### OBJECTIVE 1
Filter the records below, keeping each line that contains the word "white". Case counts.

### DOCUMENT EXCERPT

11. Container With Most Water

Updated: 2024-03-12
3 min read

LeetCode problem 11

Problem Statement

The problem involves an array of integers height, where each element represents the height of a line. These lines, along with the x-axis, form a series of containers. Your goal is to find the two lines that form the container with the greatest area.

Naive Solution

The naive solution is to consider all pairs of lines and calculate the area of water each pair can contain. You would keep track of the maximum area encountered. This solution would take O(n^2) time, which is not efficient.

Hints & Tips

The height of the water in any container is limited by the shorter of the two lines forming the container. Moreover, farther the lines, more will be the width of the container and thus, more will be the water it can contain.


We can achieve a more efficient solution by using the two-pointer technique.

  1. Start with two pointers, one at the start and one at the end of the array.
  2. The initial container therefore includes the entire array, and has a certain amount of water.
  3. Then, moving the pointers inward, you measure the container at each step, always choosing the pointer at the shorter line to move.

This is based on the rationale that moving the pointer at the taller line would not affect the container’s height but reduce its width.


  1. Initialize left and right pointers at the start and end of the array.
  2. Calculate the initial area and set it as the maximum area.
  3. While the left pointer is less than the right pointer:
    • If the height at the left pointer is less than or equal to the height at the right pointer, increment the left pointer.
    • Otherwise, decrement the right pointer.
    • Calculate the area each time the pointers are moved, and update the maximum area if the current area is greater.

Why it is important to find the minimum height of pointer?:

The area of the container is determined by the shorter line and the distance between the two lines. Therefore, if we move the pointer at the taller line inward, we might get a taller height but the width between the two lines, and therefore the possible area, is guaranteed to decrease.

So the overall area is most likely going to decrease or stay the same. Because of this, we decide to move the pointer at the shorter line, in the hopes that we will find a taller line that will increase the area.

For example, consider an array [1,8,6,2,5,4,8,3,7]. When the left pointer is at the first position (height 1) and the right pointer is at the second last position (height 3), if we move the right pointer, we may come across a taller line (7) but since the left line (height 1) is still shorter, the possible area is still going to be less due to reduced width.

However, if we move the left pointer, we may come across a taller line (8) and this could increase the possible area.

So, the condition if height[left] <= height[right] is there to always move the pointer at the shorter line.


def maxArea(height):
    left = 0
    right = len(height) - 1
    max_area = 0

    while left < right:
        min_height = min(height[left], height[right])
        area =  min_height * (right - left)

        max_area = max(max_area, area)

        if height[left] <= height[right]:
            left += 1
            right -= 1

    return max_area

### GIVEN DATA
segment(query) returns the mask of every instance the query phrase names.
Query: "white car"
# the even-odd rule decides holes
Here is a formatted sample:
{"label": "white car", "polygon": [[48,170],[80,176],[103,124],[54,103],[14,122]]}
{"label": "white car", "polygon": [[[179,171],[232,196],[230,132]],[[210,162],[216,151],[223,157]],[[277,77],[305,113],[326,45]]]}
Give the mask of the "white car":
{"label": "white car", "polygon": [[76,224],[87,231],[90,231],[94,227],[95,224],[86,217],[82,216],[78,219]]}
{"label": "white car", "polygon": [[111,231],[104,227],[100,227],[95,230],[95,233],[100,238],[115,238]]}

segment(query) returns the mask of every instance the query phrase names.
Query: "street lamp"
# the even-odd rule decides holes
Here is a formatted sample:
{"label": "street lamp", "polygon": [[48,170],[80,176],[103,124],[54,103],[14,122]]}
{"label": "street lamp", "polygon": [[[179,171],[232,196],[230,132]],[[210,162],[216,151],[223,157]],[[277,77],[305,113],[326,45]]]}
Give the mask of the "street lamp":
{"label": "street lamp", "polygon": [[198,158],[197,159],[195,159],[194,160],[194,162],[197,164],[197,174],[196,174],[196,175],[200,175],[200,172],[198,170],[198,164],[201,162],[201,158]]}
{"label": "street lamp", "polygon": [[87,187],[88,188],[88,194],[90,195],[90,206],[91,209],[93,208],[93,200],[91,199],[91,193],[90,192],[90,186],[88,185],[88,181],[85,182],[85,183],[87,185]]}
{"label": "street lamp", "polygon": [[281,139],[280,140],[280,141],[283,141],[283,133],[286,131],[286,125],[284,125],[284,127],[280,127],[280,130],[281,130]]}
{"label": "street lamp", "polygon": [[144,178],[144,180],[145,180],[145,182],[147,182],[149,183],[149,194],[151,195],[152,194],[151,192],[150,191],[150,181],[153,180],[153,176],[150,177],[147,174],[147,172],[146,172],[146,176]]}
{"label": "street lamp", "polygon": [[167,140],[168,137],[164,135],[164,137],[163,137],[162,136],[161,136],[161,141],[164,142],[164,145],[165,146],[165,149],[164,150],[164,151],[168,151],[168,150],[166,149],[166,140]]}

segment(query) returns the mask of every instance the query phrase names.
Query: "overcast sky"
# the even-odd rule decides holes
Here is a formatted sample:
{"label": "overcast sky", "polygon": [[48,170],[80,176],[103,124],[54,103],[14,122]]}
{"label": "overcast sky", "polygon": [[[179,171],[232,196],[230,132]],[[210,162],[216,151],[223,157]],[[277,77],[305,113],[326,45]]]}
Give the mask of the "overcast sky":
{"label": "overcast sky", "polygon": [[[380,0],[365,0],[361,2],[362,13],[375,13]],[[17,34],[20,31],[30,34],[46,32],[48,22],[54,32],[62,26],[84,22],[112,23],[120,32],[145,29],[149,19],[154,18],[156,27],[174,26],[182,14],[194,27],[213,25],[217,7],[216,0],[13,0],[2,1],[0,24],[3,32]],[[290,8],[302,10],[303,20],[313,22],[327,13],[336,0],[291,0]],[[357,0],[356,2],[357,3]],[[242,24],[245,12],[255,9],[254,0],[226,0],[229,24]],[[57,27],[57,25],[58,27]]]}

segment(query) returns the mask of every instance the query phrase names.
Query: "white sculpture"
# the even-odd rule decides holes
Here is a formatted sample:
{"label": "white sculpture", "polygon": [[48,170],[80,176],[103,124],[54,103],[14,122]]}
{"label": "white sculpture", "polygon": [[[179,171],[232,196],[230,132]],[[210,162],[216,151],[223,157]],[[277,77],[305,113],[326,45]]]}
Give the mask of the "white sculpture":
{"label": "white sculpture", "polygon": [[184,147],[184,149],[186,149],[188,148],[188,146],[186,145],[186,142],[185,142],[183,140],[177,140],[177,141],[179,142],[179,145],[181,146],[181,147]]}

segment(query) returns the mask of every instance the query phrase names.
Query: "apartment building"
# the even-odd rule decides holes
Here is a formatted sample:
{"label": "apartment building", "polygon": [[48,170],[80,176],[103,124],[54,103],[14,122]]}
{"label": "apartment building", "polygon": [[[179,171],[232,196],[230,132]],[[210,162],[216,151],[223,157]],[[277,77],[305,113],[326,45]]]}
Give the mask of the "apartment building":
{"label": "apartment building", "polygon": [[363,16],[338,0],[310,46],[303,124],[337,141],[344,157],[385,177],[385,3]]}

### OBJECTIVE 2
Answer these questions about the Container With Most Water page above, one answer per line:
(a) How much time does the naive solution take?
(b) What limits the height of the water in any container?
(c) Which technique gives the more efficient solution?

### CORRECT OUTPUT 1
Query: "white car"
{"label": "white car", "polygon": [[48,170],[80,176],[103,124],[54,103],[14,122]]}
{"label": "white car", "polygon": [[[179,171],[232,196],[230,132]],[[210,162],[216,151],[223,157]],[[277,77],[305,113],[326,45]]]}
Give the mask of the "white car":
{"label": "white car", "polygon": [[76,224],[87,231],[90,231],[94,227],[95,224],[86,217],[82,216],[78,219]]}
{"label": "white car", "polygon": [[111,231],[104,227],[100,227],[95,230],[95,233],[100,238],[115,238]]}
Query: "white sculpture"
{"label": "white sculpture", "polygon": [[48,170],[80,176],[103,124],[54,103],[14,122]]}
{"label": "white sculpture", "polygon": [[[179,171],[232,196],[230,132]],[[210,162],[216,151],[223,157]],[[277,77],[305,113],[326,45]]]}
Give the mask of the "white sculpture":
{"label": "white sculpture", "polygon": [[184,147],[184,149],[186,149],[188,148],[188,146],[186,145],[186,142],[185,142],[183,140],[177,140],[177,141],[179,142],[179,145],[181,146],[181,147]]}

### CORRECT OUTPUT 2
(a) O(n^2) time.
(b) The shorter of the two lines forming the container.
(c) The two-pointer technique.